-- What to work on --
1. Reproduce the passage of the low-light viewfinder discussion between "I'm thinking if" and "to the photographer.", inclusive.
2. Transcribe the lines of the records between the lines holding "[trace] every instance of the white sky" and "162), (320, 55)]", inclusive.

-- Document passage --
ISO vs "Takes great low light photos"

Nothing is perfect. Not in most people's price range anyways.

What specific situation do you have in mind when thinking low light lag ? It's an honest question I'm not looking for a fight. I'm trying to see it your way.

It's not a matter of specifics. The way I see it is that if you say that there is no noticeable lag at night under partial artificial lighting (a dark street) then without first hand experience the only two things I can conclude is that 1) there is no lag or, 2) your tolerance for lag is less than what I would expect.

Technologically, I know that there must either be significant lag, significant noise or both in order to charge the EVF's sensor sufficiently to produce a picture inside the EVF. This has nothing to do with an OVF. But technologically speaking, because the sensor has a specific sensitivity either gain or exposure must be increased in order to compensate for low light. Unless Sony has created a tremendously sensitive sensor (i.e. avalanche diodes), then noise and/or lag will result to some degree.
 
Not to mention, that in a low light situation - any EVF is going to absolutely kill you night vision...
 
Not to mention, that in a low light situation - any EVF is going to absolutely kill you night vision...

That's an interesting point - I wonder if you can tint the display yellow or reddish to address this?
 
Now that would be a nice feature. I'm not sure if that is a currently offered feature at the moment though... (But I can't see it really being that hard to implement.)
 
I'm thinking if it doesn't exist, it might as a kledge - certainly you can adjust the color quality of the EVF?
 
o hey tyler said:
One of mine is going for $800. Not exactly 2-3x more. Or even close.

Are you talking about "used" 5D? There is no $800 Full frame not "used" camera
 
unpopular said:
No, I said "IF the EVF was perfect". I don't know if the low light problem has been addressed. If the EVF really does measure up, I can certainly see the advantages.

To be fair, the darker the scene, the more noise you will see in the EVF. But in OVF, the darker the scene, the more unusable it becomes.
Like I said, EVF has disadvantage. Nothing beats the prism OVF, if you only looking at things through it. Everything just look better. But EVF beats OVF in functionality and benefits it gives to the photographer.
 
Nothing is perfect. Not in most people's price range anyways.

What specific situation do you have in mind when thinking low light lag ? It's an honest question I'm not looking for a fight. I'm trying to see it your way.

It's not a matter of specifics. The way I see it is that if you say that there is no noticeable lag at night under partial artificial lighting (a dark street) then without first hand experience the only two things I can conclude is that 1) there is no lag or, 2) your tolerance for lag is less than what I would expect.

Technologically, I know that there must either be significant lag, significant noise or both in order to charge the EVF's sensor sufficiently to produce a picture inside the EVF. This has nothing to do with an OVF. But technologically speaking, because the sensor has a specific sensitivity either gain or exposure must be increased in order to compensate for low light. Unless Sony has created a tremendously sensitive sensor (i.e. avalanche diodes), then noise and/or lag will result to some degree.

-- Record set --
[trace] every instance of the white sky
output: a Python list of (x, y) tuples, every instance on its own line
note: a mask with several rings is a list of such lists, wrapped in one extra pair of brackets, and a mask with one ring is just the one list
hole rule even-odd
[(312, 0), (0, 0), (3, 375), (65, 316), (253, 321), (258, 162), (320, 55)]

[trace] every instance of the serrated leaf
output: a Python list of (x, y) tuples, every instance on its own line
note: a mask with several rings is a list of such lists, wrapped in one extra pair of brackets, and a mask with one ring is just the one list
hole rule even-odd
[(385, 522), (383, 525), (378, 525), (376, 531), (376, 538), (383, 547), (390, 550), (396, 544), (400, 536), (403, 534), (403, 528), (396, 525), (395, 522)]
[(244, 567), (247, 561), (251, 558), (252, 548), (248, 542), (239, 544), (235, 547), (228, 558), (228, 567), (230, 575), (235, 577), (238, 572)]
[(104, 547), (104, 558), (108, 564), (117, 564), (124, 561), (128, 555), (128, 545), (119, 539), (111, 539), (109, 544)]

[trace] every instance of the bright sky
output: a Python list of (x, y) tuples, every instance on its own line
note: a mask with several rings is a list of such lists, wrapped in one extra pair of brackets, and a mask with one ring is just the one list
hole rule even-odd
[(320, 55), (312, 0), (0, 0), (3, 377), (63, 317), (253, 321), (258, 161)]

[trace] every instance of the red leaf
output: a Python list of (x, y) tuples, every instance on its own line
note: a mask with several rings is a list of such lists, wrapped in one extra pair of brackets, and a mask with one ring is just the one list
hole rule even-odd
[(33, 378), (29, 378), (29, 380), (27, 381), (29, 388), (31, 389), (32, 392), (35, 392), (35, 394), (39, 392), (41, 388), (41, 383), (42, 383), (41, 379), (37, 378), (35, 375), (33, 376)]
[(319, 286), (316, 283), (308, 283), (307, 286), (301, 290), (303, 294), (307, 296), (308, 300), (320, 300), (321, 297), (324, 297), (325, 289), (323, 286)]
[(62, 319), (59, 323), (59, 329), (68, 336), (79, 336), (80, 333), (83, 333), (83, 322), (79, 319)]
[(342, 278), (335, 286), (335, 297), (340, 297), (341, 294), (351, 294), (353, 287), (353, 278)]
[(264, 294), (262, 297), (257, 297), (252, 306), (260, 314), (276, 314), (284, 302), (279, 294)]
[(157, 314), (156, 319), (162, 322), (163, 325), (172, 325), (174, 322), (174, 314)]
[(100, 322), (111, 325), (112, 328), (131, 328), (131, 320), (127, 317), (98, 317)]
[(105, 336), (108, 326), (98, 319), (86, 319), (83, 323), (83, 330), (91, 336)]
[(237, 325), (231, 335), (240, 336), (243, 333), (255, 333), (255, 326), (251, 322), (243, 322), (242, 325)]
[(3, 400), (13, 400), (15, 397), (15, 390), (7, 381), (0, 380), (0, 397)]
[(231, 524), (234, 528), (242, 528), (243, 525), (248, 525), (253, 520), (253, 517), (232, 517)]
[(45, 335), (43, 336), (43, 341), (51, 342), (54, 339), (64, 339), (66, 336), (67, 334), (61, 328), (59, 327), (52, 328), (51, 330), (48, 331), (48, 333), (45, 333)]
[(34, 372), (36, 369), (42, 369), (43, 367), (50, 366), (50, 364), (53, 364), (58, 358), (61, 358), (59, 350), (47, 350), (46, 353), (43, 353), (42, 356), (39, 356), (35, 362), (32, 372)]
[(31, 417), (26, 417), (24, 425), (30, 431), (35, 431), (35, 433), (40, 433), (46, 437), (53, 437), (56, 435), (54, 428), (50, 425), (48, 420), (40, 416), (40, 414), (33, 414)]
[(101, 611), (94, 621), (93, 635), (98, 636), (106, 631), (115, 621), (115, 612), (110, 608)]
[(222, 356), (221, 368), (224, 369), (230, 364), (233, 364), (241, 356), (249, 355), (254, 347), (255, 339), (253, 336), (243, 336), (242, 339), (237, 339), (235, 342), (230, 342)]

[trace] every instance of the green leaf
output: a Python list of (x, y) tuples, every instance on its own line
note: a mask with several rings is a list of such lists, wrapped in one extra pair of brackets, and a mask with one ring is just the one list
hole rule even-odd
* * *
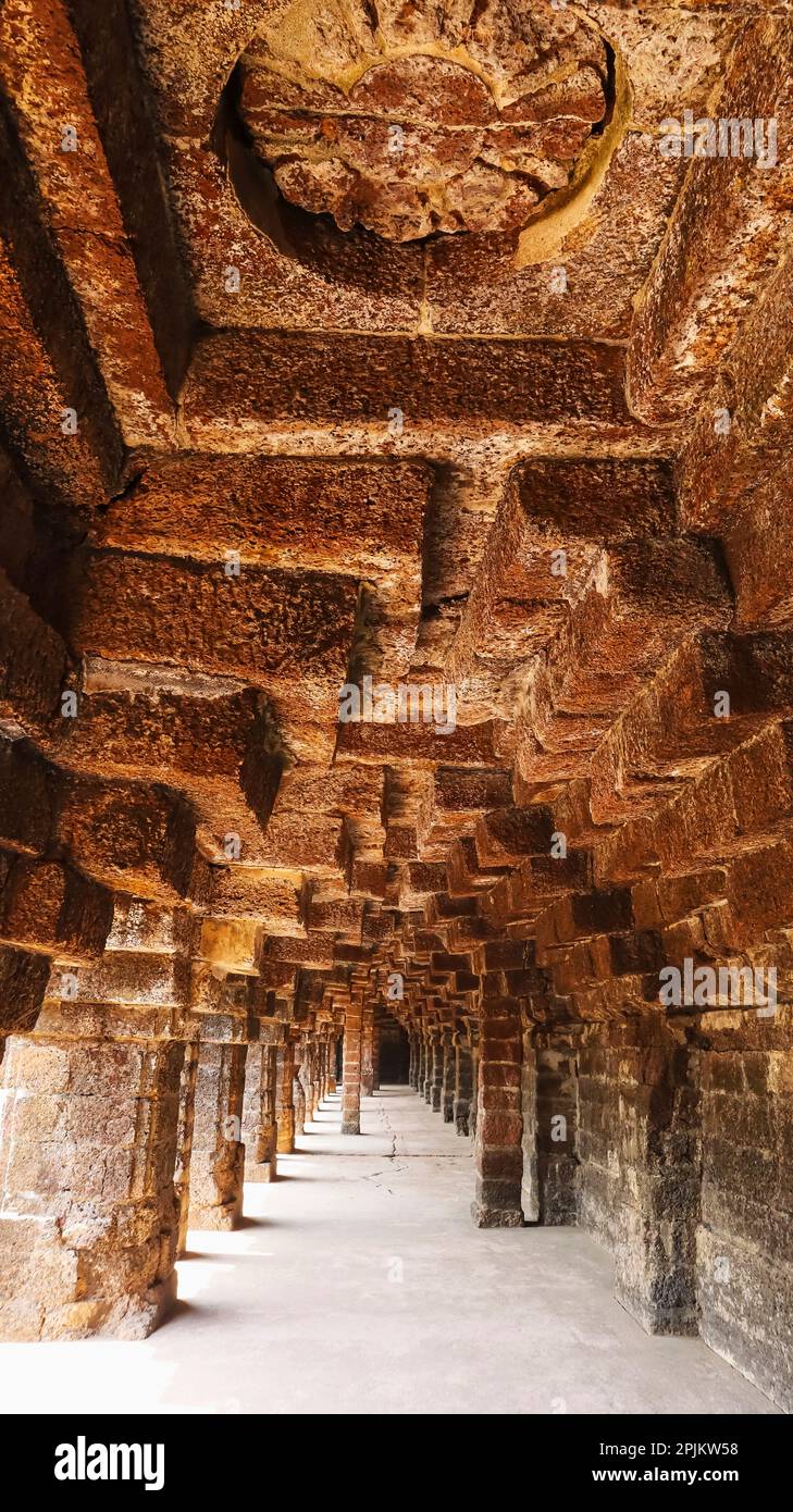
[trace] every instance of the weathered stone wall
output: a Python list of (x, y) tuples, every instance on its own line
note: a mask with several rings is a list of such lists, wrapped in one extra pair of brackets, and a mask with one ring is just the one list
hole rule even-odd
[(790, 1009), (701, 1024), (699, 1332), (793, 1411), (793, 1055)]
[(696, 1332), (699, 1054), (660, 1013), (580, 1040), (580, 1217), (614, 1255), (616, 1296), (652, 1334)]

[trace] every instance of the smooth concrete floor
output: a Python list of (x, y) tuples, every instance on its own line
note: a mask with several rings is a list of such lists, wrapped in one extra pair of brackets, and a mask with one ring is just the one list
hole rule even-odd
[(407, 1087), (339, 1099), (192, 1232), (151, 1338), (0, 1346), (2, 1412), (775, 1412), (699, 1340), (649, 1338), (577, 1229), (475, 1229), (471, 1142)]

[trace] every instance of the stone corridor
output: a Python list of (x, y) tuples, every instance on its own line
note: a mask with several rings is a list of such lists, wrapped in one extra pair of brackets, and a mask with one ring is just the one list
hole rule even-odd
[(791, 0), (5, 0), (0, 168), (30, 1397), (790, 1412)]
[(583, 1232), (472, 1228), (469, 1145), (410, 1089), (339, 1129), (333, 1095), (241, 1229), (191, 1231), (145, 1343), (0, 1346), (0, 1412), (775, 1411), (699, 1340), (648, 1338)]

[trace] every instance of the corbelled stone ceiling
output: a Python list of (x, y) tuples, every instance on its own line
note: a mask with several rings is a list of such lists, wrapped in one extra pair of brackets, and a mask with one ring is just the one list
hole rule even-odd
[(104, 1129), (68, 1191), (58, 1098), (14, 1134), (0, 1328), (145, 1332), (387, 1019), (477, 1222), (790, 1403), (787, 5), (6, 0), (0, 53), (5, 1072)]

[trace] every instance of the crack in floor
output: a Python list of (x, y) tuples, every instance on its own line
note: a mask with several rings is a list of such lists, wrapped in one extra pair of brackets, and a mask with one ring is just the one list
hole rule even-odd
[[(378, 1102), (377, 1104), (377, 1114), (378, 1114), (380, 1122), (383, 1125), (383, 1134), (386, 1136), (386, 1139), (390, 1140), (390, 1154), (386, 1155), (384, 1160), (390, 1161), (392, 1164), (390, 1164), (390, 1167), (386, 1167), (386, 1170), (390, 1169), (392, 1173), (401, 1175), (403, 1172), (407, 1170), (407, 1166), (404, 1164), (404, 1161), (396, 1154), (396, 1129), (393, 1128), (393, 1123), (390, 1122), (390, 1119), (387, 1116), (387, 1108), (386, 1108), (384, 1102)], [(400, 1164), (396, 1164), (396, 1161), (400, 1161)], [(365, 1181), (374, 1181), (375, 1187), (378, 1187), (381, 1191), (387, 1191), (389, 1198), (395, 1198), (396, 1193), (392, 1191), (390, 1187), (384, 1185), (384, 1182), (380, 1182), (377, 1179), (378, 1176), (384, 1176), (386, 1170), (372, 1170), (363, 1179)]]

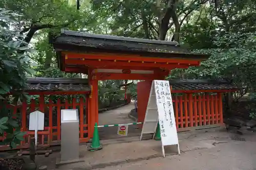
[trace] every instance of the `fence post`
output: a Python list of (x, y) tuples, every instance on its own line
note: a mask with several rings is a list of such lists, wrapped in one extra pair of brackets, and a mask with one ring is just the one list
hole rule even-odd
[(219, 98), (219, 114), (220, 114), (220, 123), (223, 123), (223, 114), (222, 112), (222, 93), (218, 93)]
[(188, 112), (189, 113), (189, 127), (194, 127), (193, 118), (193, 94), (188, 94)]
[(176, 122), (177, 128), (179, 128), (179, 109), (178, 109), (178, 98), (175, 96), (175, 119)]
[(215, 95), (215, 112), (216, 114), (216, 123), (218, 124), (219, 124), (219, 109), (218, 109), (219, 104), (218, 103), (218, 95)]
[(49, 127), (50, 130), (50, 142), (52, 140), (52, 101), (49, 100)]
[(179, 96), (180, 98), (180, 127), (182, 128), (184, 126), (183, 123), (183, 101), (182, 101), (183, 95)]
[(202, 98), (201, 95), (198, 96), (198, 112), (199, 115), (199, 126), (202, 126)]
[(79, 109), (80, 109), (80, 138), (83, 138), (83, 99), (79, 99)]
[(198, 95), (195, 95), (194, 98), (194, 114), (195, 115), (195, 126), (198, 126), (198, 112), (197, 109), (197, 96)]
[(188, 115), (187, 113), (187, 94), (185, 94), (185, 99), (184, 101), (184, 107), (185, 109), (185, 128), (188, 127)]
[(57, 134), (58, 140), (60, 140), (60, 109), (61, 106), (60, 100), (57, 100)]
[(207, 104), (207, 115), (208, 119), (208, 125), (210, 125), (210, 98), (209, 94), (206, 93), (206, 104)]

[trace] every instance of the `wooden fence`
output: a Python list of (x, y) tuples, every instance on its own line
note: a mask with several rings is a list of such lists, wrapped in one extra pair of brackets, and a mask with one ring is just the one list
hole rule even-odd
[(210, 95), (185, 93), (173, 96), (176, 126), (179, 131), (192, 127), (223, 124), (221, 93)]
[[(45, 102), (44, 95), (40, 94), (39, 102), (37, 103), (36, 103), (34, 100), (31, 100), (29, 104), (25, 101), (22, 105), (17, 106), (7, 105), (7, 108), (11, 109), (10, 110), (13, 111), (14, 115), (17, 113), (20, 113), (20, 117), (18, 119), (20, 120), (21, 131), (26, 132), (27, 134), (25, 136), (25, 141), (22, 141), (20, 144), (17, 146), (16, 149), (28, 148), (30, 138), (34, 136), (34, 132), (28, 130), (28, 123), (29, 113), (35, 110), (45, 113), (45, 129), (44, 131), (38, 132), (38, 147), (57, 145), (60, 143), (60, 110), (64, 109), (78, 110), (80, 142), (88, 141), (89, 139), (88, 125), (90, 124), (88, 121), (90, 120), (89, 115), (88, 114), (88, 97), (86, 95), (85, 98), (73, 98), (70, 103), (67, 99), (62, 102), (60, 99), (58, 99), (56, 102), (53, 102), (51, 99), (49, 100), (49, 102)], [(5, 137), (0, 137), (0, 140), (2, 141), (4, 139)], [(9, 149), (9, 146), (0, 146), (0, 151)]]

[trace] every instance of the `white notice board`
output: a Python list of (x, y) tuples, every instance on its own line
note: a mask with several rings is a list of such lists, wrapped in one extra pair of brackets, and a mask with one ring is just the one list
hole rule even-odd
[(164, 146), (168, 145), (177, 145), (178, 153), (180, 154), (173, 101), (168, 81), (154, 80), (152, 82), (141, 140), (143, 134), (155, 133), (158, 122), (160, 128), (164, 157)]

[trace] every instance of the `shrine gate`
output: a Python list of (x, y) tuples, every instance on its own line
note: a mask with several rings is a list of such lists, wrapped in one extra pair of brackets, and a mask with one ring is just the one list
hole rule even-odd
...
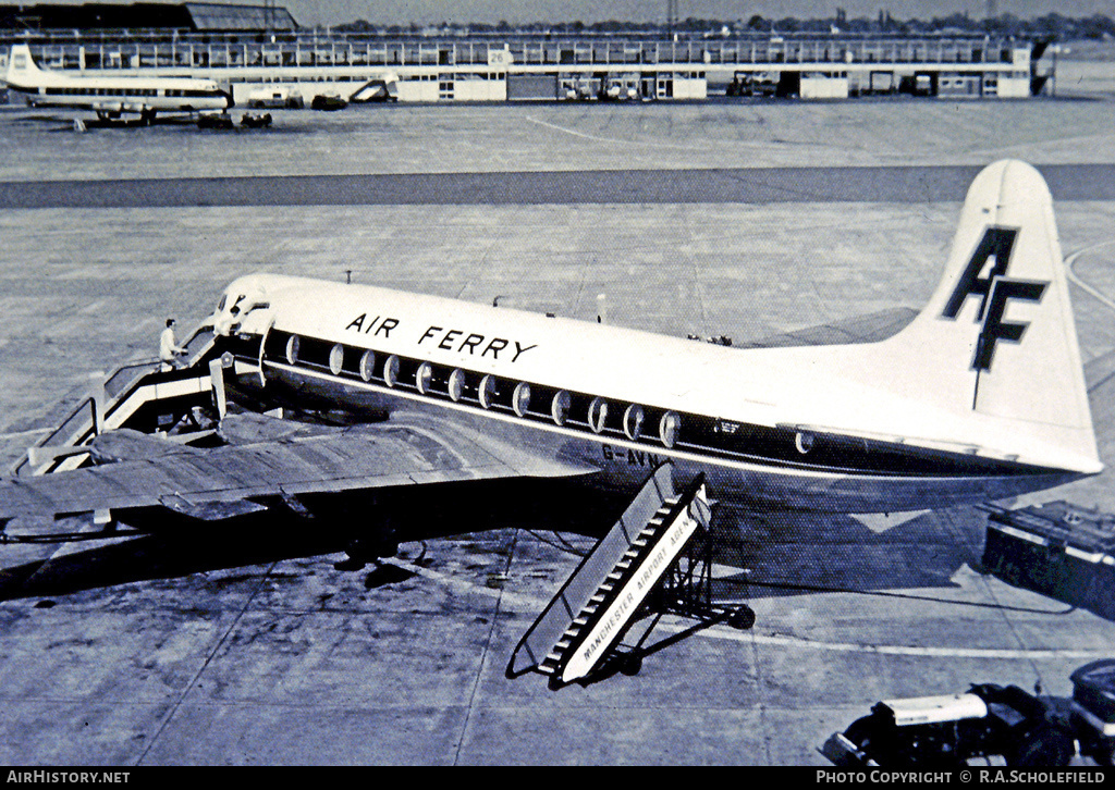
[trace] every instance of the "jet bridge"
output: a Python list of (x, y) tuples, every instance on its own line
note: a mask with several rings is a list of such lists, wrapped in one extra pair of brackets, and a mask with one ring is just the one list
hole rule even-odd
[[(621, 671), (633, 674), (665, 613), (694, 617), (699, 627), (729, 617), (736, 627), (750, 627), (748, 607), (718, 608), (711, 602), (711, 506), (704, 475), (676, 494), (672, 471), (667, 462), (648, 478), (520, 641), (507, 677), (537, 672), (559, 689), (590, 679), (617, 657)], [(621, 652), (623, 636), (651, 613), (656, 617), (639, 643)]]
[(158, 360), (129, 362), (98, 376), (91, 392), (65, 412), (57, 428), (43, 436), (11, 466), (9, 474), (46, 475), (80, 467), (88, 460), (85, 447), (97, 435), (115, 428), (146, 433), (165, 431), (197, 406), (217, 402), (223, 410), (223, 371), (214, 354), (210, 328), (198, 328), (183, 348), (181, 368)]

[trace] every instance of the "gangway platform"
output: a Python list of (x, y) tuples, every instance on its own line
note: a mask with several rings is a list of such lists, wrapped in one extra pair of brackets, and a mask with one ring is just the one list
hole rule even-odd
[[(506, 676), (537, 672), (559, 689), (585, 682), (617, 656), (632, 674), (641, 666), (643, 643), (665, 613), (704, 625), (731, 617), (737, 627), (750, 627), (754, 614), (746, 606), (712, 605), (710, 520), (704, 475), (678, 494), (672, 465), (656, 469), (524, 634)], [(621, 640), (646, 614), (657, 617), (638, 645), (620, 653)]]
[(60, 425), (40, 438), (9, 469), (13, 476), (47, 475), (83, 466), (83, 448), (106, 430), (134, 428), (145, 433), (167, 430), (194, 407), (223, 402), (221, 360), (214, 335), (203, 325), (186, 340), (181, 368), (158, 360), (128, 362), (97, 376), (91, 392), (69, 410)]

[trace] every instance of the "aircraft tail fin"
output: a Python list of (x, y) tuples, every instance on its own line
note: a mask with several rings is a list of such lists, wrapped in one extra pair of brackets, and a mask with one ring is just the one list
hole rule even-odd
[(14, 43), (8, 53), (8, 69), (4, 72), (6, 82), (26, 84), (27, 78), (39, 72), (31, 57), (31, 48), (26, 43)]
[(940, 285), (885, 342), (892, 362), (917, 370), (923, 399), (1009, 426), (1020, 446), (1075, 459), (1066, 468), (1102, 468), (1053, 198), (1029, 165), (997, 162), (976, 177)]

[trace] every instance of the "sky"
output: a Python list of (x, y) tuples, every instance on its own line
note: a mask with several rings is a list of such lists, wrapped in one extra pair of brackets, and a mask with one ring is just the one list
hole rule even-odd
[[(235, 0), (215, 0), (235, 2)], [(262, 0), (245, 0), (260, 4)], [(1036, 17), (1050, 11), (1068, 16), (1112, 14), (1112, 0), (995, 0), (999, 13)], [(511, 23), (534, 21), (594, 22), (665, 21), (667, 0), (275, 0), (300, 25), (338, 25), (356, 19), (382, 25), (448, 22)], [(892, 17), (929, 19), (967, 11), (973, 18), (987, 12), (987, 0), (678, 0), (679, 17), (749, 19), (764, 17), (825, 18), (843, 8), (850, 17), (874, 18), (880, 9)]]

-- The answers --
1.
I'm thinking if it doesn't exist, it might as a kledge - certainly you can adjust the color quality of the EVF?
 
o hey tyler said:
One of mine is going for $800. Not exactly 2-3x more. Or even close.

Are you talking about "used" 5D? There is no $800 Full frame not "used" camera
 
unpopular said:
No, I said "IF the EVF was perfect". I don't know if the low light problem has been addressed. If the EVF really does measure up, I can certainly see the advantages.

To be fair, the darker the scene, the more noise you will see in the EVF. But in OVF, the darker the scene, the more unusable it becomes.
Like I said, EVF has disadvantage. Nothing beats the prism OVF, if you only looking at things through it. Everything just look better. But EVF beats OVF in functionality and benefits it gives to the photographer.

2.
[trace] every instance of the white sky
output: a Python list of (x, y) tuples, every instance on its own line
note: a mask with several rings is a list of such lists, wrapped in one extra pair of brackets, and a mask with one ring is just the one list
hole rule even-odd
[(312, 0), (0, 0), (3, 375), (65, 316), (253, 321), (258, 162), (320, 55)]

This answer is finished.